• [Directions] Exact reproduction of the data is required, with images excluded.

Location identification items
****************
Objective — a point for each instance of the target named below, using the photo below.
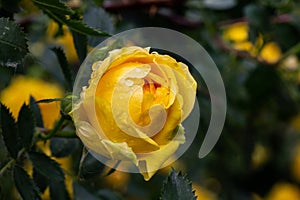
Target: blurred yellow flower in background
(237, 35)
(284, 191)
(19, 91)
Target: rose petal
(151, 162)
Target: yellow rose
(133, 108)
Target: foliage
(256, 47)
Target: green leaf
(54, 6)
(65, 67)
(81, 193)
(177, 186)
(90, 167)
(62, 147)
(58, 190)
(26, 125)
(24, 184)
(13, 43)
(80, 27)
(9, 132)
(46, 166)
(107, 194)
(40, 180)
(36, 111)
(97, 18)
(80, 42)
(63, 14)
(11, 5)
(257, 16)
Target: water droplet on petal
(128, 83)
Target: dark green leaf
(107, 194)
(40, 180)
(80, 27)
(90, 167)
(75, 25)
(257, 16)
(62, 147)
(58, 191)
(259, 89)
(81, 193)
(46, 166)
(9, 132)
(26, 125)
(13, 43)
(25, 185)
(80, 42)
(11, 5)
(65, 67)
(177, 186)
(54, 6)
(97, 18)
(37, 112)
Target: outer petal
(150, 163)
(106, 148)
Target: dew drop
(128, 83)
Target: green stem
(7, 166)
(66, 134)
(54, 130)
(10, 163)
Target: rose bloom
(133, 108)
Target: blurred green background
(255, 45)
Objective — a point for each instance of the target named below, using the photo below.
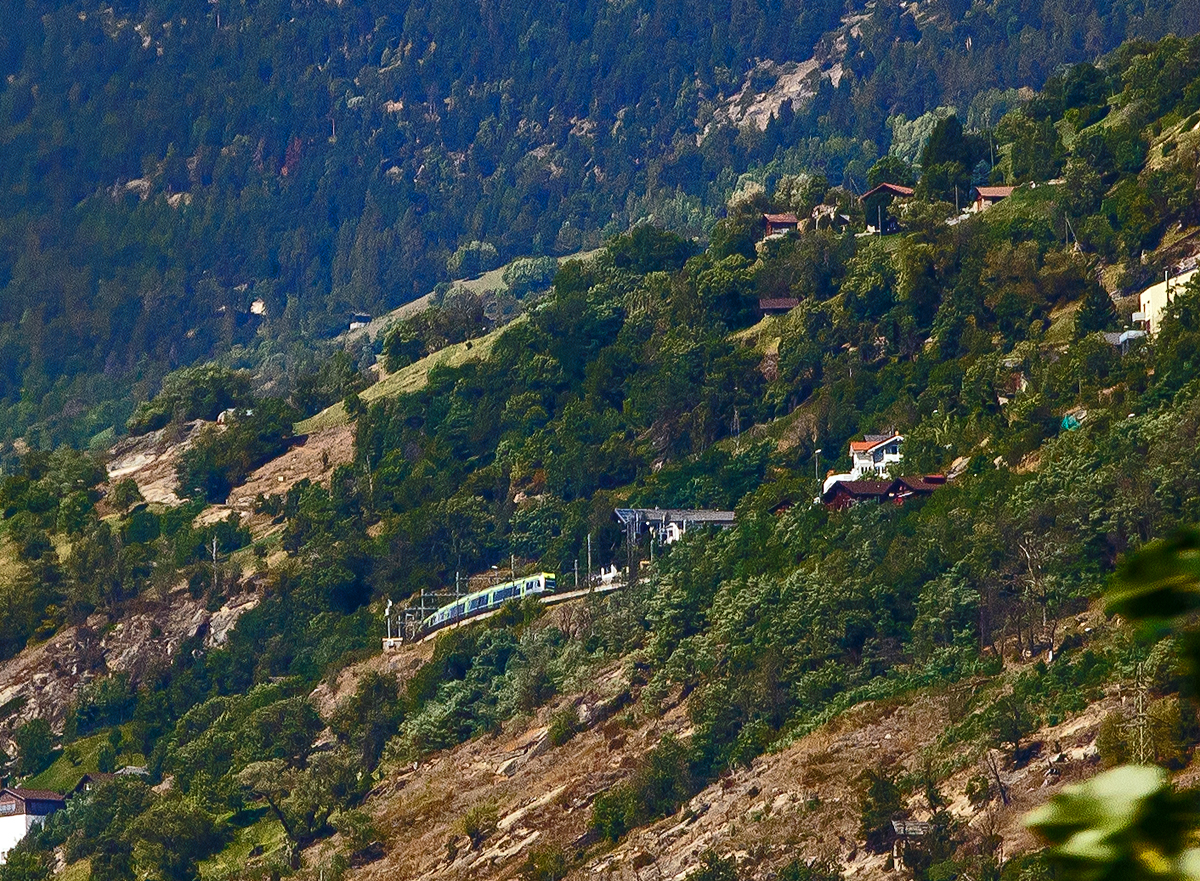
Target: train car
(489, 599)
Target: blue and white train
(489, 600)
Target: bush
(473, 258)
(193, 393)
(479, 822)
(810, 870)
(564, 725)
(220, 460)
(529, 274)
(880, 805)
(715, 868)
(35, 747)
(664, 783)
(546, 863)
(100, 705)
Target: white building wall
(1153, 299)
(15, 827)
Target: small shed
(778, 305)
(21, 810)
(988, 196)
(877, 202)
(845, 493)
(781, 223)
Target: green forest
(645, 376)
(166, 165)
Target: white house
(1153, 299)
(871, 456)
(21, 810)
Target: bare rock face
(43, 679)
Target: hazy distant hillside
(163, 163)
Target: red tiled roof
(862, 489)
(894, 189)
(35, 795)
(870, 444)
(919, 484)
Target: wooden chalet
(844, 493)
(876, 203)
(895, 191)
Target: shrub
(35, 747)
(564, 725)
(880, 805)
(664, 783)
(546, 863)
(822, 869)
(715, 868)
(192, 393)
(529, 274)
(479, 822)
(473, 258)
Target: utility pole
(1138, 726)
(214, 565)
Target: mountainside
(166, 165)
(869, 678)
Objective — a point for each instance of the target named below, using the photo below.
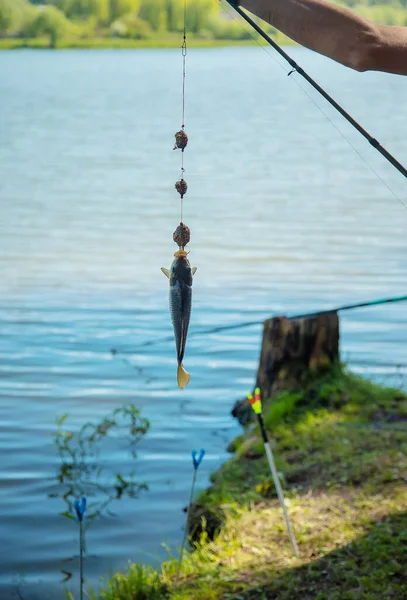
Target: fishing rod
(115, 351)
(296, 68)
****************
• [Task response]
Objective — a point for each instance of the target named below, using the photo below.
Target: blurred yellow flower in background
(237, 35)
(284, 191)
(19, 91)
Target: rose petal
(151, 162)
Target: yellow rose
(133, 108)
Target: foliage
(256, 47)
Target: green leaf
(54, 6)
(65, 67)
(81, 193)
(177, 186)
(90, 167)
(62, 147)
(58, 190)
(26, 125)
(24, 184)
(13, 43)
(80, 27)
(9, 132)
(46, 166)
(107, 194)
(40, 180)
(36, 111)
(97, 18)
(80, 42)
(63, 14)
(11, 5)
(257, 16)
Target: water droplet on petal
(128, 83)
Target: dark green leaf
(107, 194)
(40, 180)
(80, 27)
(90, 167)
(75, 25)
(257, 16)
(62, 147)
(58, 191)
(259, 89)
(81, 193)
(46, 166)
(9, 132)
(26, 125)
(13, 43)
(25, 185)
(80, 42)
(11, 5)
(65, 67)
(177, 186)
(54, 6)
(97, 18)
(37, 112)
Target: outer petal
(150, 163)
(106, 148)
Target: dew drop
(128, 83)
Target: green stem
(7, 166)
(66, 134)
(54, 130)
(10, 163)
Target: rose bloom
(133, 108)
Target: blurred green background
(255, 45)
Objective — a point for each instance of the target named below, using the photo below.
Target: train car
(489, 599)
Target: blue and white train
(489, 600)
Target: bush
(473, 258)
(193, 393)
(479, 822)
(810, 870)
(564, 725)
(220, 460)
(529, 274)
(880, 805)
(715, 868)
(35, 747)
(664, 783)
(546, 863)
(100, 705)
Target: white building wall
(1153, 299)
(15, 827)
Target: small shed
(778, 305)
(21, 810)
(988, 196)
(877, 202)
(845, 493)
(781, 223)
Target: green forest
(645, 376)
(166, 165)
Target: white house
(1153, 299)
(871, 456)
(21, 810)
Target: bare rock face
(43, 679)
Target: hazy distant hillside
(163, 163)
Target: red tiled roof
(862, 489)
(894, 189)
(35, 795)
(870, 444)
(919, 484)
Target: wooden chalet
(844, 493)
(876, 203)
(895, 191)
Target: shrub
(35, 747)
(564, 725)
(880, 805)
(664, 783)
(546, 863)
(822, 869)
(715, 868)
(192, 393)
(529, 274)
(479, 822)
(473, 258)
Target: utility pole
(1138, 726)
(214, 565)
Target: mountainside
(166, 165)
(869, 678)
Objective — a point for each instance of the target named below, using the photo below.
Target: fishing rod
(115, 351)
(296, 68)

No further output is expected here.